Copy out all the records exactly.

- [DATASET ENTRIES]
---------------

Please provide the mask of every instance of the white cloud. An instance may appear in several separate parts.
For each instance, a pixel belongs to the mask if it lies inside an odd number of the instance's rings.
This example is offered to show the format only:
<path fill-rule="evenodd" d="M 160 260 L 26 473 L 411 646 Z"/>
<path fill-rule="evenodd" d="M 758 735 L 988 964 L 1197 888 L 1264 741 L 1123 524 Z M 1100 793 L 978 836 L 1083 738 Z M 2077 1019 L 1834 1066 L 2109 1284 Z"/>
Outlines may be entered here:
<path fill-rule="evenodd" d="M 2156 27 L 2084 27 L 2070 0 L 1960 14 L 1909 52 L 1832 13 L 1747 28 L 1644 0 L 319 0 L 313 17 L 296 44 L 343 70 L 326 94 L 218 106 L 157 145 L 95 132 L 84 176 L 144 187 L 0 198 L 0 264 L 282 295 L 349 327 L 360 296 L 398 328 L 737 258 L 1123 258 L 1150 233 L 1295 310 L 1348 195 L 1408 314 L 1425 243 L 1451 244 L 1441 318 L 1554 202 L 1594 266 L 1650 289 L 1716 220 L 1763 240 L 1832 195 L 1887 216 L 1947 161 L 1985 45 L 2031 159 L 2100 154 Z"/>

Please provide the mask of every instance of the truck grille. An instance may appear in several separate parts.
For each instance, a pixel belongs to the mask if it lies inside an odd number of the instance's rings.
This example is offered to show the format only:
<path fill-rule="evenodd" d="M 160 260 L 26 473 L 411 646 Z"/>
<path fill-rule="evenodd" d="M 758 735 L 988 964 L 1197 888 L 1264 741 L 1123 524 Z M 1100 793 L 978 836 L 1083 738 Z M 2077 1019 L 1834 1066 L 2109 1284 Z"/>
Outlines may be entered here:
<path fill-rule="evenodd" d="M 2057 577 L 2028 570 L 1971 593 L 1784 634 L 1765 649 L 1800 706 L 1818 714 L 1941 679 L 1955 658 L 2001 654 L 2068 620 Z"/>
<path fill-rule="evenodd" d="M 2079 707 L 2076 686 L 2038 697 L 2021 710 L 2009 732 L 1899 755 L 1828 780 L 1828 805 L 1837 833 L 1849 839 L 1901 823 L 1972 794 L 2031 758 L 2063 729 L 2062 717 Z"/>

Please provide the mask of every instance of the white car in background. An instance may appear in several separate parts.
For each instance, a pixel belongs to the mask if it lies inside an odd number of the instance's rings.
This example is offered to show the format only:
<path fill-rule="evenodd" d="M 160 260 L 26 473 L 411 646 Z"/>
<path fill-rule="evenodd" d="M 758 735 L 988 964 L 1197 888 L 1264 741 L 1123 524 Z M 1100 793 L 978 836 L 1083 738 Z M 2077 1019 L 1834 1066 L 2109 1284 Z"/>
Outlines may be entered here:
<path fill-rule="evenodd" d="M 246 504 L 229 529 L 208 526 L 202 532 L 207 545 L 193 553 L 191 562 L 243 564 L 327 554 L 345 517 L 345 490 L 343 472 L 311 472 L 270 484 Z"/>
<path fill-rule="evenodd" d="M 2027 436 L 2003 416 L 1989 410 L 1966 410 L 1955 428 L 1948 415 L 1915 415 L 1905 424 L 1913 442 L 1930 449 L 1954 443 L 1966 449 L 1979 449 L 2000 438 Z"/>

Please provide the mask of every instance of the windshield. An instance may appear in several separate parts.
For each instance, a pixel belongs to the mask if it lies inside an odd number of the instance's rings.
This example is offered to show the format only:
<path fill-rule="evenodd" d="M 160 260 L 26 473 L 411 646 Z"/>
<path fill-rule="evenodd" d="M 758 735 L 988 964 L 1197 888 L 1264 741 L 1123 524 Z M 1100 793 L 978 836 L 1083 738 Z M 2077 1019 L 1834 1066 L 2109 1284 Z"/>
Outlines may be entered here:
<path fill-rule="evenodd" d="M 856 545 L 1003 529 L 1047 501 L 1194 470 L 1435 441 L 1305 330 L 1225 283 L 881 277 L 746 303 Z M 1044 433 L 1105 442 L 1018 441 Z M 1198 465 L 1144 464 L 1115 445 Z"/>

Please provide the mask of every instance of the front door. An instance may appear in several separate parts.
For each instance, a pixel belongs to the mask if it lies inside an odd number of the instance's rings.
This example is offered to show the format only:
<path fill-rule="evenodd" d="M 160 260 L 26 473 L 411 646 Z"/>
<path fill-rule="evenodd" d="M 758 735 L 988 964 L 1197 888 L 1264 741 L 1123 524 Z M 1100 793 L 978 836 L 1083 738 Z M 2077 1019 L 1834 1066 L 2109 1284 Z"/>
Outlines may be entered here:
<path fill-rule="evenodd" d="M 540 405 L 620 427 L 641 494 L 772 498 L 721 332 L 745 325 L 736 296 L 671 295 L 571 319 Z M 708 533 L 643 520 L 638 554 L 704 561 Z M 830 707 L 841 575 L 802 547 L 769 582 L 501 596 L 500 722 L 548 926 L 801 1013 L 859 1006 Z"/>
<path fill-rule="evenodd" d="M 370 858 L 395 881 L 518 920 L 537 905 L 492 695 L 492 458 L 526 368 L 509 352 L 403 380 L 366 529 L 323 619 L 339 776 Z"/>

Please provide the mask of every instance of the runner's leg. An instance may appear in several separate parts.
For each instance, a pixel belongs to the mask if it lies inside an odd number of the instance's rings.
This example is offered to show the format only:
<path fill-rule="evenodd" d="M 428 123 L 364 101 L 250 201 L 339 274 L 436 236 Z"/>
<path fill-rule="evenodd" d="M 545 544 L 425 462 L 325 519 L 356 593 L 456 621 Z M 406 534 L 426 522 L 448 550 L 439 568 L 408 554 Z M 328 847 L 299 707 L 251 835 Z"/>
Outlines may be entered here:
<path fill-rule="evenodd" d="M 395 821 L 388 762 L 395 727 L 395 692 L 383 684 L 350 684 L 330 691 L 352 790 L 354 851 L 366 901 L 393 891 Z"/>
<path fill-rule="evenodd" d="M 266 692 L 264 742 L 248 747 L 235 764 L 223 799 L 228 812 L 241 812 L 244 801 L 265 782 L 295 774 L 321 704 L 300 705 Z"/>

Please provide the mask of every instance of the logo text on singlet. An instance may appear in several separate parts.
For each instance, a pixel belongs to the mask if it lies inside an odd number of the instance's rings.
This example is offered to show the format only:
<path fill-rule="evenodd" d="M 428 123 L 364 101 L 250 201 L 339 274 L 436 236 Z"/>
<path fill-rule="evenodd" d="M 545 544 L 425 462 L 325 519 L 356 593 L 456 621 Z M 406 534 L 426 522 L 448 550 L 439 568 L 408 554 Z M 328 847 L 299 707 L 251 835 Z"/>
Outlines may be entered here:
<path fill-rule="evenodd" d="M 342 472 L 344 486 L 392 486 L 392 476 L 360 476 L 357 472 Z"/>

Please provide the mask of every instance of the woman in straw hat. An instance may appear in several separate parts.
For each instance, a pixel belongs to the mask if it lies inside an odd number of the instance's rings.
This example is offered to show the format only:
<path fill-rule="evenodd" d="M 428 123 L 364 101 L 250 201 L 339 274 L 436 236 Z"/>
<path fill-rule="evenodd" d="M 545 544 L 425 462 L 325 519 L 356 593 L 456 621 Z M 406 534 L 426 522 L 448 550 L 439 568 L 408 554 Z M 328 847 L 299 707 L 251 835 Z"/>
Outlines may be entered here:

---------------

- [EXERCISE RESPONSE]
Please provide the mask of every instance of the white cloud. An instance may appear in several separate parts.
For each instance, a pixel belongs to the mask if it lies inside an odd number of the instance's rings.
This example is offered to show the format only:
<path fill-rule="evenodd" d="M 160 260 L 26 473 L 411 646 Z"/>
<path fill-rule="evenodd" d="M 758 735 L 988 964 L 1197 888 L 1264 741 L 1123 524 Z M 1100 793 L 978 836 L 1083 738 Z M 2077 1019 L 1834 1066 L 2109 1284 Z"/>
Outlines may be entered here:
<path fill-rule="evenodd" d="M 2156 27 L 2084 27 L 2070 0 L 1960 14 L 1909 52 L 1832 13 L 1747 28 L 1644 0 L 319 0 L 313 17 L 296 44 L 343 70 L 326 94 L 218 106 L 157 145 L 95 132 L 84 176 L 144 187 L 0 198 L 0 264 L 282 295 L 349 327 L 360 296 L 398 328 L 737 258 L 1123 258 L 1150 233 L 1295 310 L 1348 195 L 1408 314 L 1425 243 L 1451 244 L 1441 318 L 1554 202 L 1594 266 L 1650 289 L 1716 220 L 1763 240 L 1832 195 L 1887 216 L 1947 161 L 1985 45 L 2031 159 L 2100 154 Z"/>

Please provide the mask of every instance of the truck grille. An instance may appear in several separate parts.
For each instance, a pixel belongs to the mask if it lies inside an odd number of the instance's rings.
This example is offered to show the format only:
<path fill-rule="evenodd" d="M 160 260 L 26 473 L 411 646 Z"/>
<path fill-rule="evenodd" d="M 758 735 L 988 964 L 1197 888 L 1264 741 L 1123 524 Z M 1100 793 L 978 836 L 1083 738 Z M 2077 1019 L 1834 1066 L 2109 1284 Z"/>
Outlines may be entered here:
<path fill-rule="evenodd" d="M 2057 577 L 2028 570 L 1971 593 L 1784 634 L 1765 649 L 1800 706 L 1818 714 L 1941 679 L 1955 658 L 2001 654 L 2068 620 Z"/>
<path fill-rule="evenodd" d="M 2079 707 L 2076 686 L 2038 697 L 2021 710 L 2009 732 L 1899 755 L 1828 780 L 1828 805 L 1837 833 L 1849 839 L 1901 823 L 1972 794 L 2031 758 L 2063 729 L 2062 717 Z"/>

Please provide the mask of every instance of the white car in background. An instance may appear in several separate parts.
For each instance, a pixel belongs to the mask if it lies inside an odd number of the instance's rings.
This example is offered to show the format only:
<path fill-rule="evenodd" d="M 160 260 L 26 473 L 411 646 Z"/>
<path fill-rule="evenodd" d="M 758 735 L 988 964 L 1197 888 L 1264 741 L 1123 524 Z M 1100 793 L 978 836 L 1083 738 Z M 2077 1019 L 1834 1066 L 2109 1284 Z"/>
Outlines may be entered here:
<path fill-rule="evenodd" d="M 246 504 L 229 529 L 208 526 L 202 532 L 207 545 L 193 553 L 191 562 L 243 564 L 327 554 L 345 517 L 345 490 L 343 472 L 311 472 L 270 484 Z"/>
<path fill-rule="evenodd" d="M 2027 436 L 2003 416 L 1989 410 L 1966 410 L 1955 428 L 1948 415 L 1915 415 L 1905 424 L 1913 442 L 1930 449 L 1954 443 L 1966 449 L 1979 449 L 2000 438 Z"/>

Please provide the mask of every instance of the windshield. An instance may appear in several separate parts.
For each instance, a pixel belongs to the mask if it lies inside an odd number of the instance's rings.
This example is offered to show the format only:
<path fill-rule="evenodd" d="M 160 260 L 26 473 L 411 646 Z"/>
<path fill-rule="evenodd" d="M 758 735 L 988 964 L 1197 888 L 1264 741 L 1123 524 Z M 1100 793 L 978 836 L 1083 738 Z M 2077 1019 L 1834 1066 L 2109 1284 Z"/>
Outlines may be entered here:
<path fill-rule="evenodd" d="M 856 545 L 1003 529 L 1047 501 L 1194 470 L 1435 441 L 1305 330 L 1225 283 L 881 277 L 746 303 Z M 1044 433 L 1105 442 L 1018 441 Z M 1198 465 L 1144 464 L 1115 445 Z"/>

Please provide the mask of every instance of the front door. An instance may appear in several separate parts.
For each instance, a pixel belongs to the mask if it lies inside an odd number of the instance's rings.
This example is offered to show the format only:
<path fill-rule="evenodd" d="M 160 260 L 26 473 L 411 646 Z"/>
<path fill-rule="evenodd" d="M 758 735 L 988 964 L 1197 888 L 1264 741 L 1123 524 Z M 1100 793 L 978 836 L 1083 738 Z M 2077 1019 L 1834 1066 L 2109 1284 Z"/>
Outlines may be entered here:
<path fill-rule="evenodd" d="M 540 405 L 620 427 L 641 494 L 772 498 L 721 332 L 745 325 L 736 296 L 671 295 L 571 319 Z M 708 533 L 643 520 L 638 554 L 704 561 Z M 830 707 L 841 575 L 802 547 L 769 582 L 501 596 L 500 722 L 548 926 L 801 1013 L 859 1006 Z"/>
<path fill-rule="evenodd" d="M 370 858 L 395 881 L 518 920 L 537 905 L 492 695 L 492 458 L 526 368 L 509 352 L 403 380 L 366 529 L 323 619 L 339 776 Z"/>

Please provide the mask of every instance of the runner's leg. An instance may appear in several separate parts.
For each instance, a pixel belongs to the mask if it lies inside an odd number of the instance's rings.
This example is offered to show the format only:
<path fill-rule="evenodd" d="M 428 123 L 364 101 L 250 201 L 339 274 L 436 236 Z"/>
<path fill-rule="evenodd" d="M 545 544 L 425 462 L 325 519 L 356 593 L 456 621 Z M 406 534 L 426 522 L 448 550 L 439 568 L 408 554 Z M 328 847 L 299 707 L 251 835 Z"/>
Outlines may be entered here:
<path fill-rule="evenodd" d="M 395 821 L 388 762 L 395 727 L 395 692 L 383 684 L 350 684 L 330 691 L 352 790 L 354 851 L 366 901 L 393 891 Z"/>
<path fill-rule="evenodd" d="M 266 692 L 264 742 L 248 747 L 235 764 L 223 799 L 228 812 L 241 812 L 244 801 L 265 782 L 295 774 L 321 704 L 300 705 Z"/>

Please provide the mask of every instance of the logo text on singlet. An instance may appear in several separate parts.
For each instance, a pixel belongs to the mask if it lies inside an odd number of the instance's rings.
This example is offered to show the format only:
<path fill-rule="evenodd" d="M 428 123 L 364 101 L 250 201 L 339 274 L 436 236 Z"/>
<path fill-rule="evenodd" d="M 545 544 L 425 462 L 325 519 L 356 593 L 456 621 Z M 406 534 L 426 522 L 448 550 L 439 568 L 408 554 Z M 328 847 L 299 707 L 251 835 Z"/>
Outlines may be entered here:
<path fill-rule="evenodd" d="M 342 472 L 344 486 L 392 486 L 392 476 L 360 476 L 357 472 Z"/>

Please provide the mask of every instance of the woman in straw hat. An instance may appear in several separate parts.
For each instance, a pixel belongs to the mask if it lies inside an odd number of the instance's rings.
This example is offered to show the format only:
<path fill-rule="evenodd" d="M 428 123 L 364 101 L 250 201 L 339 274 L 436 236 Z"/>
<path fill-rule="evenodd" d="M 545 544 L 425 462 L 325 519 L 356 593 L 456 621 Z M 406 534 L 426 522 L 448 550 L 439 568 L 408 554 Z M 328 847 L 299 707 L 251 835 Z"/>
Outlines may be entered here:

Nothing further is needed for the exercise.